--- START TEXT EXTRACT ---

I don't have any advice for you, just a hug and the knowledge that you are not alone in this. I've been taking the pro-active approach on clothes recently, or at least shoes. Last time that Abe came home he said that his sandals (which he was still wearing)were broken. So we looked for sandals and ended up getting 2 pair and trying on sneakers for the fall. No sneakers until this trip home but now I won't get an emergency call about shoeware!

Likewise, no advice for you. But, know that you are not alone. Other than the boarding school the scene is very similar to one played out in my son's bedroom a week ago that involved his "assembly dress" suit that is worn to school once a week. It seems that back in May when he last wore it he ripped the suit pants and ended up stuffing it in the back of his closet. Even though he worked all summer I couldn't find it in me to make him pay for the new suit.

I had an argument with my son the day before he left to go to the Air Force. I hated it, and I know he did too. He stormed out of the house and went to his girlfriend's parents house to spend the night, so I didn't see him again before he left. I was feeling so bad about it, but after lunch that day at work, I had a voice mail from him. He apologized to me and said he loved me. I wish I had been there to answer the phone.

These things happen, we can't stop them no matter how much we try. He'll grow up and be responsible. don't fret over this.

One of the most difficult lessons in parenting for me was to learn not to go postal when my kids told me something I didn't want to hear. I knew it was important that they not be afraid to bring me bad news, and it took a lot of my assuring them that they needed to tell me right away and I promised not to explode if they did so. It was the hiding and deception that I really objected to. After all, we all screw up from time to time. At least I do. I did learn eventually to take a deep breath (okay so maybe it was a sigh), and just ask, "so, what are we going to do now?" Kids are amazingly adept at finding creative solutions. Mine even agreed that replacement clothing would have their name and phone number sewn into the lining.
Maybe there's a gently used blazer from a former student available?

I've been taking deep breaths since I wrote this.

--- END TEXT EXTRACT ---

> **REQUIREMENT**
Answer these questions from the parenting replies:
1. What did Abe say about his sandals the last time he came home?
2. How often is the "assembly dress" suit worn to school?
3. Where did the son leaving for the Air Force spend the night after the argument?
The lines that follow have no connection to the parenting replies.

--- START DATASET CONTENT ---

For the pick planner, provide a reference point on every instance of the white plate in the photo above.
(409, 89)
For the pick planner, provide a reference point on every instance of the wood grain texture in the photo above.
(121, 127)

--- END DATASET CONTENT ---

> **WORKED ANSWER**
1. He said they were broken.
2. Once a week.
3. At his girlfriend's parents' house.